Locate each line in the records below that contains the word "positive", and copy those lines.

─── Data for this task

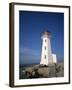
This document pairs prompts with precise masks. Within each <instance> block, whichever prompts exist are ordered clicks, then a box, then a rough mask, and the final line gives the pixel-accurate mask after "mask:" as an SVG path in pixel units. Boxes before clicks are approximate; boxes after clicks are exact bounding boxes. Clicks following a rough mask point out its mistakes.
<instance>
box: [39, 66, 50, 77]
mask: <svg viewBox="0 0 72 90" xmlns="http://www.w3.org/2000/svg"><path fill="white" fill-rule="evenodd" d="M38 73H39V74H40V75H42V76H44V77H48V76H49V68H48V67H43V68H39V69H38Z"/></svg>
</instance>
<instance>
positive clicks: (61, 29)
mask: <svg viewBox="0 0 72 90" xmlns="http://www.w3.org/2000/svg"><path fill="white" fill-rule="evenodd" d="M19 20H20V21H19V60H20V64H31V63H39V62H40V58H41V49H42V40H41V36H42V33H43V32H44V31H45V29H47V30H48V31H50V32H51V34H52V37H51V47H52V53H55V54H56V55H57V59H58V61H63V60H64V13H55V12H54V13H53V12H35V11H20V12H19Z"/></svg>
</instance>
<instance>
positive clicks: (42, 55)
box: [40, 37, 53, 65]
mask: <svg viewBox="0 0 72 90" xmlns="http://www.w3.org/2000/svg"><path fill="white" fill-rule="evenodd" d="M42 40H43V41H42V53H41V62H40V64H45V65H48V64H51V63H53V57H52V51H51V43H50V37H49V38H48V37H43V38H42ZM45 40H46V42H45ZM45 46H46V50H45ZM45 55H46V58H45Z"/></svg>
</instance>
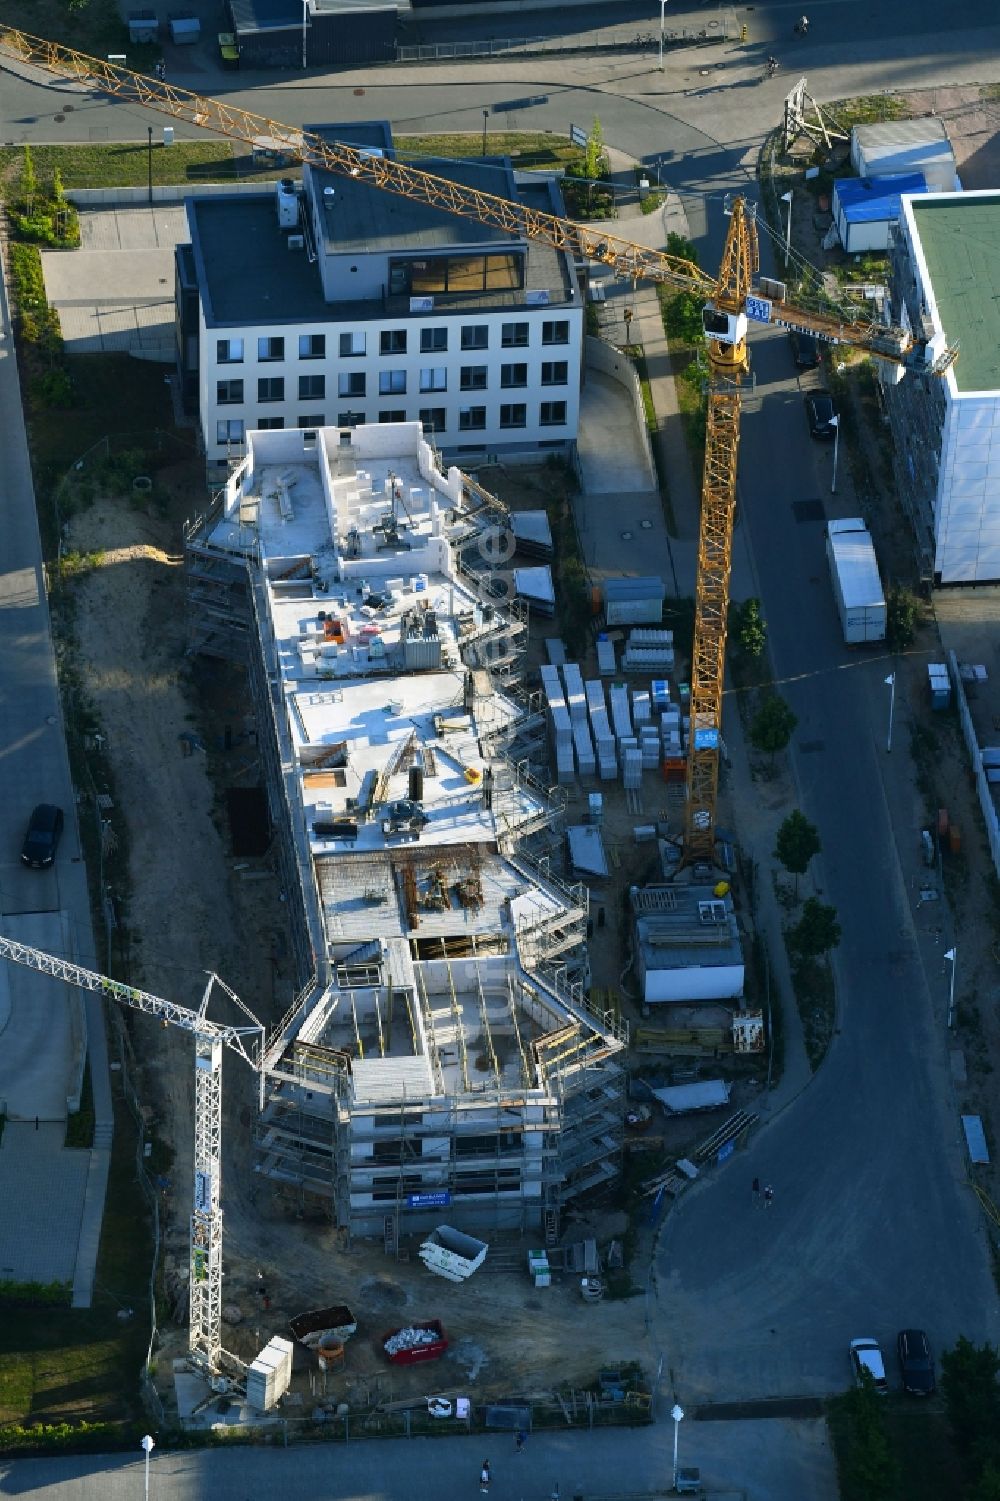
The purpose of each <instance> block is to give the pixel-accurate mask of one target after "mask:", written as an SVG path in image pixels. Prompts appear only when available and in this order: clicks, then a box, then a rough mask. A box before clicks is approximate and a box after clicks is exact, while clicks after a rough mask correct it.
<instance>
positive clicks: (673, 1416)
mask: <svg viewBox="0 0 1000 1501" xmlns="http://www.w3.org/2000/svg"><path fill="white" fill-rule="evenodd" d="M670 1415H671V1417H673V1420H674V1484H673V1489H674V1490H676V1489H677V1435H679V1433H680V1420H682V1417H683V1415H685V1409H683V1408H682V1405H680V1402H674V1405H673V1406H671V1409H670Z"/></svg>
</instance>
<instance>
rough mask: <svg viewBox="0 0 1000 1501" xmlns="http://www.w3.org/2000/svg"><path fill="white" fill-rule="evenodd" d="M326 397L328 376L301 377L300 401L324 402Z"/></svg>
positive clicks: (299, 390)
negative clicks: (315, 401) (314, 401)
mask: <svg viewBox="0 0 1000 1501" xmlns="http://www.w3.org/2000/svg"><path fill="white" fill-rule="evenodd" d="M324 396H326V375H300V377H299V401H323V398H324Z"/></svg>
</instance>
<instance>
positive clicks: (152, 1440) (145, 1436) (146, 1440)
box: [140, 1433, 677, 1501]
mask: <svg viewBox="0 0 1000 1501" xmlns="http://www.w3.org/2000/svg"><path fill="white" fill-rule="evenodd" d="M140 1447H141V1448H144V1450H146V1501H149V1456H150V1453H152V1451H153V1450H155V1448H156V1442H155V1441H153V1439H152V1438H150V1435H149V1433H146V1436H144V1438H140ZM674 1469H677V1460H676V1457H674Z"/></svg>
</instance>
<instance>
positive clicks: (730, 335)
mask: <svg viewBox="0 0 1000 1501" xmlns="http://www.w3.org/2000/svg"><path fill="white" fill-rule="evenodd" d="M748 326H749V324H748V321H746V314H745V312H722V309H721V308H716V306H713V305H712V303H710V302H709V303H706V305H704V308H703V309H701V327H703V329H704V333H706V338H709V339H715V341H716V342H718V344H742V342H743V339H745V338H746V329H748Z"/></svg>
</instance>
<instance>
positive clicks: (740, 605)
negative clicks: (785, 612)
mask: <svg viewBox="0 0 1000 1501" xmlns="http://www.w3.org/2000/svg"><path fill="white" fill-rule="evenodd" d="M736 641H737V644H739V648H740V651H742V653H743V656H748V657H760V656H763V654H764V647H766V645H767V626H766V623H764V617H763V615H761V612H760V599H745V600H743V603H742V605H740V608H739V611H737V615H736Z"/></svg>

──────

> _Task solution_
positive clicks: (61, 29)
positive clicks: (42, 55)
positive clicks: (673, 1416)
positive clicks: (299, 390)
positive clicks: (152, 1440) (145, 1436) (146, 1440)
positive clicks: (730, 335)
positive clicks: (740, 605)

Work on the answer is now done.